» **TASK DESCRIPTION**
Copy out the listing below, from the line with "Find the dark" up to and including the line with "POLYGON ((496 51, 484". Leave the pictures out of your answer.

═══ PROVIDED INFORMATION

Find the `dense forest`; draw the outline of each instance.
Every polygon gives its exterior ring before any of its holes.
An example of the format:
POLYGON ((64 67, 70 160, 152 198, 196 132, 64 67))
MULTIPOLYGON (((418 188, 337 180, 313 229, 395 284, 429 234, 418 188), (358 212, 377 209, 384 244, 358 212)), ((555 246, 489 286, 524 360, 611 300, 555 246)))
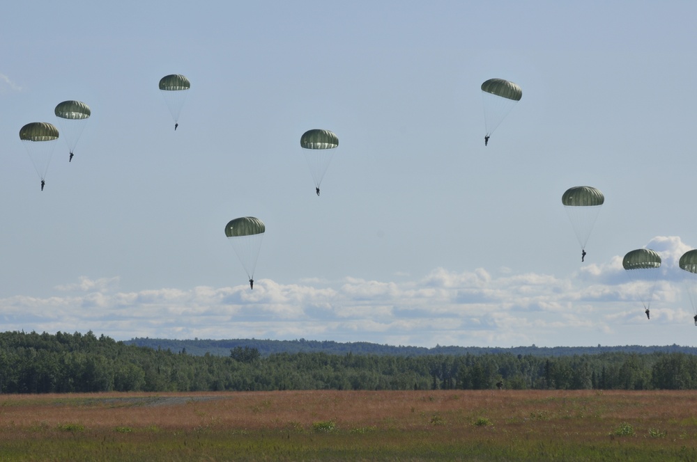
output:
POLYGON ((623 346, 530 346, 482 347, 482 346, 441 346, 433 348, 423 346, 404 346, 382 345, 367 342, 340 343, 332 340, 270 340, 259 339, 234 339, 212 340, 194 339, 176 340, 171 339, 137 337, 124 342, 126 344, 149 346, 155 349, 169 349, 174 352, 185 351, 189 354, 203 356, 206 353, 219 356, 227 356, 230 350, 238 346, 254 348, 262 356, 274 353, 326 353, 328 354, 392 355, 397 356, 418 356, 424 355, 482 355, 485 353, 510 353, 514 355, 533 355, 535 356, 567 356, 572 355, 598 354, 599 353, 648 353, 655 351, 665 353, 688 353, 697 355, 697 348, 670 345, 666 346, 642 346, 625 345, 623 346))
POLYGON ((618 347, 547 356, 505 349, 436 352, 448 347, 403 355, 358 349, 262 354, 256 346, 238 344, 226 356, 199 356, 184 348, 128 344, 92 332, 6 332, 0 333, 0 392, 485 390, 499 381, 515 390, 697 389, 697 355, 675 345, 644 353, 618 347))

══════
═══ PROVIDED INFORMATION

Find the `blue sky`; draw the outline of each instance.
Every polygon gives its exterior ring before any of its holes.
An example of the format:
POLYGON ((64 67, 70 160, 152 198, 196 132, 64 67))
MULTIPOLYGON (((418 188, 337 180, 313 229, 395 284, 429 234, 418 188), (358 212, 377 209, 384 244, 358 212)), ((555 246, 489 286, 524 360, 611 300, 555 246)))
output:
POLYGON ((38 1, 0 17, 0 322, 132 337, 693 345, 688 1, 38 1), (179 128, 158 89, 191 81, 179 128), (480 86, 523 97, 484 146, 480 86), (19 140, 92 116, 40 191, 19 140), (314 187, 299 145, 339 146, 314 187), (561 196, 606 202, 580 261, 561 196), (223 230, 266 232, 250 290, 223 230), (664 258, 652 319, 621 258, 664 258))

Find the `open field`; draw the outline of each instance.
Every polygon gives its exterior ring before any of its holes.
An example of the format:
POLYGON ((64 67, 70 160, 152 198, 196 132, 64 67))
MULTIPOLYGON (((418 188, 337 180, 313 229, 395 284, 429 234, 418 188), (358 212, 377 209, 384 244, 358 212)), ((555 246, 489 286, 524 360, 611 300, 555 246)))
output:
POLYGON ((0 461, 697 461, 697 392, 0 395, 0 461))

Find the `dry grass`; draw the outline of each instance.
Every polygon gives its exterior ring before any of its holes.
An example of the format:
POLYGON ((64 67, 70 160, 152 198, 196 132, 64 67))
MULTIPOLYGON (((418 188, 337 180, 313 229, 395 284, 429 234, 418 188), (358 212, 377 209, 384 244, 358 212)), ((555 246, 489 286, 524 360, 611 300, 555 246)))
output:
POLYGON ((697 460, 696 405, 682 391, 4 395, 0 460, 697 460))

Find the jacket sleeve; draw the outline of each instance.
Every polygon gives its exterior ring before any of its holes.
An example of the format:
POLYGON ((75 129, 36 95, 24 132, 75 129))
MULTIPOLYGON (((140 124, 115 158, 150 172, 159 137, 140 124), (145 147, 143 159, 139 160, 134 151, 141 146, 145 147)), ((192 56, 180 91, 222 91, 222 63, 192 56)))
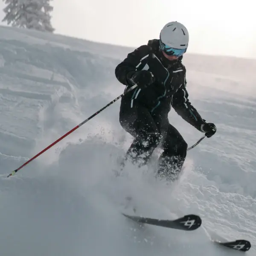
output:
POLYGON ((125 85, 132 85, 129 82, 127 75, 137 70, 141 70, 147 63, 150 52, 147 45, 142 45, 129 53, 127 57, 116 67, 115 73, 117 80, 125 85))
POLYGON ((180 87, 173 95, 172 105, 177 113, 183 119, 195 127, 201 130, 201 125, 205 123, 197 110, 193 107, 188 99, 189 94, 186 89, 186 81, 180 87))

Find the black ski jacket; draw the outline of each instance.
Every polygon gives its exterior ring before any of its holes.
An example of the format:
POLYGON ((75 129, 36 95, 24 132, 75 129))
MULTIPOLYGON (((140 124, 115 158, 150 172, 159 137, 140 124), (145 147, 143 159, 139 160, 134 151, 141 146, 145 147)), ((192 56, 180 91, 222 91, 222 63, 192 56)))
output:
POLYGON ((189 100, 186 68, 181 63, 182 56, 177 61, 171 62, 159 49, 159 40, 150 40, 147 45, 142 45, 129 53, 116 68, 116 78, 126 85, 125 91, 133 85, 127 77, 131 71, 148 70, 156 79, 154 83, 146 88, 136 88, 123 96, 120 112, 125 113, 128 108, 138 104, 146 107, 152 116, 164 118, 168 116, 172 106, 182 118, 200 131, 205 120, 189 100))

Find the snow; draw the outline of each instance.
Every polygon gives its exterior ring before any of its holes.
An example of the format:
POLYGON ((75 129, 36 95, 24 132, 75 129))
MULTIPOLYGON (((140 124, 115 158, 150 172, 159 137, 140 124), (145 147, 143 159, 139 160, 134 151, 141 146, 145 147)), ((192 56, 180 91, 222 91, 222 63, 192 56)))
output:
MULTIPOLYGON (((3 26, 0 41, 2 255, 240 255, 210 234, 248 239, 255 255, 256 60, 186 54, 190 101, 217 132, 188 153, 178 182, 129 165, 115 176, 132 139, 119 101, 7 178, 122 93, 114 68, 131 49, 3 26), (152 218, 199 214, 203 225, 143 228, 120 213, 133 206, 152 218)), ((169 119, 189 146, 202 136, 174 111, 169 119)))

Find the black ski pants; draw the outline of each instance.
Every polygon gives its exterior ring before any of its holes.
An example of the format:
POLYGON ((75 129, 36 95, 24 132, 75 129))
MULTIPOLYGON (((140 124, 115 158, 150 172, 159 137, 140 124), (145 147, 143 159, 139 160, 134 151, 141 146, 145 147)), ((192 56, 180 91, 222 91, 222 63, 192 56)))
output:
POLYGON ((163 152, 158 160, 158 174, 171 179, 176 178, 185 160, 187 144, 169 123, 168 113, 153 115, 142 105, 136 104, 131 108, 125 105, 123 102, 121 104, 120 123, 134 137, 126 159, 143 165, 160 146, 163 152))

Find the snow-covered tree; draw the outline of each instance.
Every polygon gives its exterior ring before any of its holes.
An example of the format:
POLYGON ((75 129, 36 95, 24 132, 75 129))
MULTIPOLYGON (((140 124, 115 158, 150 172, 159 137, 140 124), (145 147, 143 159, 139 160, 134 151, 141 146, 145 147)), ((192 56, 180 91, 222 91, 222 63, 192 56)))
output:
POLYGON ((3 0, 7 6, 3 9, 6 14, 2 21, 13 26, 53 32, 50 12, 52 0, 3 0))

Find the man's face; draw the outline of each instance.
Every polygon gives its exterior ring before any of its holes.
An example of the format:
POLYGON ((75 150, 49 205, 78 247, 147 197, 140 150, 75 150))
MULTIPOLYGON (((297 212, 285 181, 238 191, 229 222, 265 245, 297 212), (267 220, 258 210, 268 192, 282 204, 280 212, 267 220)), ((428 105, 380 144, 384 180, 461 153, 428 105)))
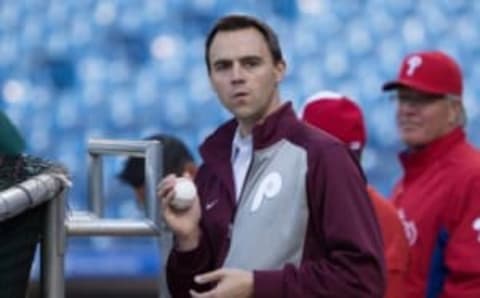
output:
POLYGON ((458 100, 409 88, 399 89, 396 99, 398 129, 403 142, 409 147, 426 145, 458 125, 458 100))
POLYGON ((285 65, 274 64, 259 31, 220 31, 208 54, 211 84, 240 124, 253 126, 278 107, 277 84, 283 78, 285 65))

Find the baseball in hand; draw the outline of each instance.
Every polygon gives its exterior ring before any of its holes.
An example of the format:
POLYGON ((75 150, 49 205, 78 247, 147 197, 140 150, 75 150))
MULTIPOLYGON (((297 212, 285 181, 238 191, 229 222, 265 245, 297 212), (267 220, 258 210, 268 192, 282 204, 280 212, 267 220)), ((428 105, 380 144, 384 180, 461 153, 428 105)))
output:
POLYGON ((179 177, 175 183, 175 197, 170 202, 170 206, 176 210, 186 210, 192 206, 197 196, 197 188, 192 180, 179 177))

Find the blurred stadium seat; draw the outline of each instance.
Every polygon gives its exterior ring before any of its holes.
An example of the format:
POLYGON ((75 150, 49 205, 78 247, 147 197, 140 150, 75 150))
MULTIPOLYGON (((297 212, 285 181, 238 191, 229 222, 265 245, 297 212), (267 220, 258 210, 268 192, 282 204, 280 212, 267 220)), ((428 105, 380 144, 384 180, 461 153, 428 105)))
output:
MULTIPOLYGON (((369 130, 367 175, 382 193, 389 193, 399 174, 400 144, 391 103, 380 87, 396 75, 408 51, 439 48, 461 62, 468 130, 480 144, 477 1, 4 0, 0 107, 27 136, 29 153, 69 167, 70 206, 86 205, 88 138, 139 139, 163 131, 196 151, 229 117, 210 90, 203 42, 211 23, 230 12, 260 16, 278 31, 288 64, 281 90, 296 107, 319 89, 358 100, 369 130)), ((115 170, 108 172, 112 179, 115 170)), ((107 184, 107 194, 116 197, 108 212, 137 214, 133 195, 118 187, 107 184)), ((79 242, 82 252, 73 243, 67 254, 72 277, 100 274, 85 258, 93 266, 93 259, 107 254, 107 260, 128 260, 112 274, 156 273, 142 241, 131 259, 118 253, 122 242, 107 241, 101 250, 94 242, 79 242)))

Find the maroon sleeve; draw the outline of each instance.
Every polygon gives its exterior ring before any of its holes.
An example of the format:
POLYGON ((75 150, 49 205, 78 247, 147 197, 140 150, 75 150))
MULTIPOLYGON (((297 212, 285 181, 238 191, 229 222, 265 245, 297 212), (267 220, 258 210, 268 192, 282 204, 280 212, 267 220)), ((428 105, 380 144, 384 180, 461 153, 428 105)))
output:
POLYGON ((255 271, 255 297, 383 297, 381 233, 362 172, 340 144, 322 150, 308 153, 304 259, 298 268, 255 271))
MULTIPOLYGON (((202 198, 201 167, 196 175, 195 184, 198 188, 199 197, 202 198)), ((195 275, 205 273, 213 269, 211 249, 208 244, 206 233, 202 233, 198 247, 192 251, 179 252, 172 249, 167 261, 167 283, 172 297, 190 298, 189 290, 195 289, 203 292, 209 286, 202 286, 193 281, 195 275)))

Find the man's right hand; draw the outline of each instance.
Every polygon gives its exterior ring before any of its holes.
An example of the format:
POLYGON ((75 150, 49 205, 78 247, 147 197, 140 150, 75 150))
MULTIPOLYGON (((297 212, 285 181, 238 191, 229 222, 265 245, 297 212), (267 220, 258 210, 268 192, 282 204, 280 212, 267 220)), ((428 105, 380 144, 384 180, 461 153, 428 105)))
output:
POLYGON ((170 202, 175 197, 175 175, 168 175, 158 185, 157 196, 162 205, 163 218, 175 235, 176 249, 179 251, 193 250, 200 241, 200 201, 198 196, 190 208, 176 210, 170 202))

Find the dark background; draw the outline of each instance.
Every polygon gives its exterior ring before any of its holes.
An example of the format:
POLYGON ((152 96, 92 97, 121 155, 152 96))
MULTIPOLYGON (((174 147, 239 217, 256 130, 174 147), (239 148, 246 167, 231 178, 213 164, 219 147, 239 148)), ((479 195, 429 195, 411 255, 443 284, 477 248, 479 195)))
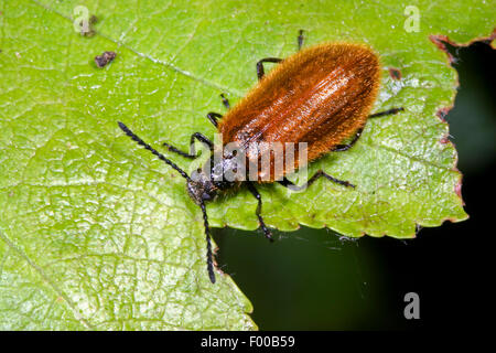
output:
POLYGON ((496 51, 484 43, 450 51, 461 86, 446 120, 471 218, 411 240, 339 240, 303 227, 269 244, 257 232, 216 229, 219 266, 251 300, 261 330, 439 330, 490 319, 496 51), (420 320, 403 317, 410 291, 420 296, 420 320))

══════

» **FULL RESPONSE**
Find the dark background; draw the outline of each instance.
Every polygon gives its exterior ring before any of its holes.
An example of the format:
POLYGON ((152 96, 92 97, 121 155, 152 96))
MULTIPOLYGON (((174 147, 239 217, 256 130, 174 147), (239 148, 246 167, 231 178, 213 164, 219 147, 239 148)), ((479 195, 429 195, 411 255, 443 284, 477 248, 479 195)))
output:
POLYGON ((496 51, 484 43, 450 51, 461 86, 446 120, 471 218, 411 240, 339 240, 303 227, 269 244, 257 232, 216 229, 219 266, 251 300, 261 330, 439 330, 490 319, 496 51), (420 320, 403 317, 410 291, 420 296, 420 320))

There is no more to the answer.